## START Data for this exercise

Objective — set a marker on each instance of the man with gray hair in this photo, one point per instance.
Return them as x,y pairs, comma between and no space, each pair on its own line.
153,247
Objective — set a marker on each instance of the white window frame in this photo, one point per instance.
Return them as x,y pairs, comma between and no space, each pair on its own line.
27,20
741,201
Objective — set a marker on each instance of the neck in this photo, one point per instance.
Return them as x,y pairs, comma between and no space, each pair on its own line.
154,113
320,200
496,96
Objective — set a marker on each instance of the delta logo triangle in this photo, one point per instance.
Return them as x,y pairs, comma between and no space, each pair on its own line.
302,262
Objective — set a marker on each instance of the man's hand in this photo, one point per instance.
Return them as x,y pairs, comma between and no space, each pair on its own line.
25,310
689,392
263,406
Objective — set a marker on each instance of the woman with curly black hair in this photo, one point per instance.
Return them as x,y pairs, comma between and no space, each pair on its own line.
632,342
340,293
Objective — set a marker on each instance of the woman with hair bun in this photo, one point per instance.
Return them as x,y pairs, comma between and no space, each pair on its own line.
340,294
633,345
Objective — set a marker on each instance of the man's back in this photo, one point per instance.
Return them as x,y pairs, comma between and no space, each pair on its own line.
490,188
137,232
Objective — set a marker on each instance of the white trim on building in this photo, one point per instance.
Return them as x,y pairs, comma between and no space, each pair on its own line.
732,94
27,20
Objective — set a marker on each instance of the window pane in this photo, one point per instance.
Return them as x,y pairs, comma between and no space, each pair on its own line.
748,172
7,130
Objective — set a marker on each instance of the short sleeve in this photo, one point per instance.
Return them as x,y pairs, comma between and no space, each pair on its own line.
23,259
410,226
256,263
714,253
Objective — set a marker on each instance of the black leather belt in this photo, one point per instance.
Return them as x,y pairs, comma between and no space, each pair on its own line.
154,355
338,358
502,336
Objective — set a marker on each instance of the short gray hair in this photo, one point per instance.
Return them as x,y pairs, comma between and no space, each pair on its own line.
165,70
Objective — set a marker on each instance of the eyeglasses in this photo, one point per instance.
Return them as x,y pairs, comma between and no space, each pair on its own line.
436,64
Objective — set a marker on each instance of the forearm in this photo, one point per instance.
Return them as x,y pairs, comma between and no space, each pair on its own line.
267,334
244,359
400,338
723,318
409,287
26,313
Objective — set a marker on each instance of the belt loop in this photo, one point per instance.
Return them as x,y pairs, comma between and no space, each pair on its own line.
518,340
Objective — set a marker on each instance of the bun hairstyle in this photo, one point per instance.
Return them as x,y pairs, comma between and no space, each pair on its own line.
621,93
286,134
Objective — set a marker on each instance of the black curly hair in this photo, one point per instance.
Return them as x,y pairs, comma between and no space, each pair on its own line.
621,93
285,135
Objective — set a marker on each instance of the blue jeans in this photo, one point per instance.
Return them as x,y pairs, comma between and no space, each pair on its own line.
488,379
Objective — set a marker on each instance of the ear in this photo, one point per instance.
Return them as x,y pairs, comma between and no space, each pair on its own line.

## END Data for this exercise

* What needs to be done *
Rewrite these rows as a Markdown table with a Row column for the row number and a Line column for the line itself, leaving out blank lines.

* Final answer *
| Row | Line |
|---|---|
| 1 | Objective — set a marker on each instance of the man with gray hair in this photo, one point per instance. |
| 2 | Return them as x,y pairs, comma between and no space, each pair on its own line. |
| 3 | 153,247 |
| 4 | Objective — set a marker on each instance of the white window frame in this photo, one point per instance. |
| 5 | Return them as x,y pairs, comma between and no space, each pair on its own line. |
| 6 | 27,20 |
| 7 | 741,201 |
| 8 | Objective — set a marker on each instance of the neck in this photo, one point per instance. |
| 9 | Return them as x,y pairs, comma between and no space, each pair on its own line. |
| 10 | 154,113 |
| 11 | 320,200 |
| 12 | 496,96 |
| 13 | Objective — set a marker on each instance of the delta logo triangle in this photo, one point per instance. |
| 14 | Return them as x,y pairs, comma between and no space, each pair on its own line. |
| 15 | 302,262 |
| 16 | Objective — set a marker on each instance of the man's hand in this photo, one point per instance. |
| 17 | Return them as x,y pairs, comma between and no space, each pair on its own line. |
| 18 | 25,310 |
| 19 | 689,392 |
| 20 | 263,406 |
| 21 | Objective — set a marker on each instance of the woman with curly black hair in this photo, one point per instance. |
| 22 | Return them as x,y pairs, comma between and no space, each pair on its own line. |
| 23 | 632,342 |
| 24 | 340,293 |
| 25 | Objective — set a marker on each instance of the woman with hair bun in this photo, one point per instance. |
| 26 | Return them as x,y pairs, comma between and no space, each pair on its own line. |
| 27 | 340,294 |
| 28 | 633,345 |
| 29 | Objective — set a marker on each instance of the man's back in this photo, one point per instance. |
| 30 | Return them as x,y pairs, comma between and no space, each pair on its own line. |
| 31 | 490,188 |
| 32 | 137,232 |
| 33 | Objective — set a marker on each instance of the white trim on building in this photo, one point per instance. |
| 34 | Return them as x,y pairs, comma between and no space, each pair on its own line. |
| 35 | 732,94 |
| 36 | 27,20 |
| 37 | Objective — set a marker on each instance of the window pane in this photo, one point per instance. |
| 38 | Return them as x,y pairs, comma between and no space, each pair on its own line. |
| 39 | 748,172 |
| 40 | 7,130 |
| 41 | Objective — set a marker on each instance of the short sleeve in this photo, one point per instance. |
| 42 | Return them as x,y pairs, comma between and no space, each pair on its own line. |
| 43 | 23,259 |
| 44 | 410,226 |
| 45 | 256,263 |
| 46 | 714,253 |
| 47 | Objective — set a marker on each instance of the black leather belt in this photo, one point per instance. |
| 48 | Return them as x,y pairs, comma between and no space, each pair on its own line. |
| 49 | 154,355 |
| 50 | 338,358 |
| 51 | 502,336 |
| 52 | Objective — set a marker on each instance of the short gray hair in this photo, one point per instance. |
| 53 | Return them as x,y pairs, comma between and no space, each pair on its own line. |
| 54 | 165,70 |
| 55 | Objective — set a marker on each instance of the eyeglasses in this photo, one point per instance. |
| 56 | Return them as x,y pairs, comma between and no space, each pair on its own line. |
| 57 | 436,64 |
| 58 | Objective — set a marker on each instance of the forearm in this photo, one point per instance. |
| 59 | Return them as x,y pairs, comma between and no space, each pair on its own line. |
| 60 | 267,334 |
| 61 | 244,359 |
| 62 | 400,338 |
| 63 | 723,318 |
| 64 | 409,287 |
| 65 | 26,313 |
| 66 | Objective — set a marker on each instance of the belt loop in this photo, one point per instance. |
| 67 | Return them as x,y pairs, comma between and no space, each pair on its own line. |
| 68 | 518,340 |
| 69 | Objective — set a marker on each instance of the bun hairstyle in this photo, one point per instance. |
| 70 | Return them as x,y pairs, comma between and no space, each pair on its own line. |
| 71 | 621,93 |
| 72 | 286,134 |
| 73 | Objective — set a marker on each instance of the black curly hair in this photo, one point per instance. |
| 74 | Return them as x,y pairs, comma between and no space, each pair on its own line. |
| 75 | 621,93 |
| 76 | 285,135 |
| 77 | Objective — set a marker on each instance of the blue jeans in this photo, one point per instance. |
| 78 | Return them as x,y pairs, comma between and no space, each pair on its own line. |
| 79 | 488,379 |
| 80 | Objective — set a marker on each instance of the ear in this photo, one point per instance. |
| 81 | Return them as x,y pairs, comma between and no space, each pair on its own line. |